(Items from a point annotation set)
§

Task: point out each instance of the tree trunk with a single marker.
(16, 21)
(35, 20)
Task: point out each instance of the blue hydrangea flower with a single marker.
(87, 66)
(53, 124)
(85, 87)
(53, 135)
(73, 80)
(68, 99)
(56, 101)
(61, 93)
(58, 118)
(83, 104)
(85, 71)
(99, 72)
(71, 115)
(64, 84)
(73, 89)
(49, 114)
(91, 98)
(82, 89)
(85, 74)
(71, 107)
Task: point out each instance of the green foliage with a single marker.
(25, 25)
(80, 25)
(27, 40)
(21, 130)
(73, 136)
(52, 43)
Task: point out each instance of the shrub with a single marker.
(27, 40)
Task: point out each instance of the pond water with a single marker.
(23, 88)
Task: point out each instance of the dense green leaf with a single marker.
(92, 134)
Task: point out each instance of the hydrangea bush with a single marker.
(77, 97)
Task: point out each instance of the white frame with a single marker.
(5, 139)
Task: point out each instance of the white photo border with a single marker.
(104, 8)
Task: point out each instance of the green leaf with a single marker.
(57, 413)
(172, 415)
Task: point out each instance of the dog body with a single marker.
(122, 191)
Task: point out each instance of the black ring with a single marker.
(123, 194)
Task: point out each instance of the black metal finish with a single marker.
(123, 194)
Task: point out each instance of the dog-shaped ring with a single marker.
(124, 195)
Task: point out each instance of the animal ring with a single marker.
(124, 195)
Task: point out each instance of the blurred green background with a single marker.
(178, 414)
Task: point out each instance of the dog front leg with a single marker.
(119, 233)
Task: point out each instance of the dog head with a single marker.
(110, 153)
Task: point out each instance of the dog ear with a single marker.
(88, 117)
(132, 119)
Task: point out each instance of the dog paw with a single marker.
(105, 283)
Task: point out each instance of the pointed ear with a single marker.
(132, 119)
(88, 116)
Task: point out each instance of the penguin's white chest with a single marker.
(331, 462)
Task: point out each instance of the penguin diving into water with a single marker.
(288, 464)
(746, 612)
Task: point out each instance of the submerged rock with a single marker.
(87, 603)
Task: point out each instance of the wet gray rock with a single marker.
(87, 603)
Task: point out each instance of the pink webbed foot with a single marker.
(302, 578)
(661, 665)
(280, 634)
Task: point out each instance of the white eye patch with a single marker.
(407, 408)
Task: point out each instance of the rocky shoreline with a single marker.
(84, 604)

§

*Work to be completed*
Copy each of the items above word for word, keeping their order.

*Written response*
Task: point out each instance of the tree trunk with a single marker.
(16, 21)
(35, 20)
Task: point out each instance of the blue hydrangea flower with a single marker.
(87, 66)
(53, 124)
(85, 87)
(53, 135)
(73, 80)
(68, 99)
(56, 101)
(61, 93)
(58, 118)
(83, 104)
(85, 71)
(99, 72)
(71, 115)
(64, 84)
(73, 89)
(49, 114)
(91, 98)
(82, 89)
(85, 74)
(71, 107)
Task: point out each instance of the green foliage with a single marker.
(25, 25)
(80, 25)
(27, 40)
(21, 130)
(73, 136)
(52, 43)
Task: point out each instance of the shrub with a single marker.
(27, 40)
Task: point out each instance of the pond water with a single marker.
(23, 88)
Task: point out each instance of the dense green leaf with a single marker.
(92, 134)
Task: point out each instance of the hydrangea bush with a single marker.
(77, 97)
Task: point out each instance of the white frame with a single marker.
(5, 139)
Task: point out each instance of the white photo border with a single marker.
(104, 8)
Task: point out each instance of the green leaf with a single marker.
(57, 413)
(172, 415)
Task: point out each instance of the dog body with a single marker.
(122, 191)
Task: point out each instance of the black ring with a single marker.
(123, 194)
Task: point out each instance of the black metal finish with a single marker.
(123, 194)
Task: point out each instance of the dog-shaped ring with a single marker.
(124, 195)
Task: point out each instance of the animal ring with a single marker.
(124, 195)
Task: point out each instance of the blurred green background with a single marker.
(178, 414)
Task: point out each instance of the dog front leg with a single marker.
(119, 233)
Task: point out each instance of the dog head with a single marker.
(110, 153)
Task: point out each instance of the dog ear with a single marker.
(88, 117)
(132, 119)
Task: point out each instance of the dog paw with a single marker.
(105, 283)
Task: point out each instance of the pointed ear with a single marker.
(132, 119)
(88, 116)
Task: point out each instance of the penguin's white chest with a single marker.
(331, 462)
Task: point out each instance of the penguin diving into water with a single marker.
(288, 464)
(746, 612)
Task: point out each instance of the submerged rock with a single marker.
(87, 603)
Task: point out each instance of the wet gray rock with a single marker.
(87, 603)
Task: point out each instance of the pink webbed foot with a single marker.
(302, 578)
(661, 665)
(280, 634)
Task: point out each instance of the white eye patch with a single marker.
(407, 408)
Task: point out each instance of the rocky shoreline with a single marker.
(84, 604)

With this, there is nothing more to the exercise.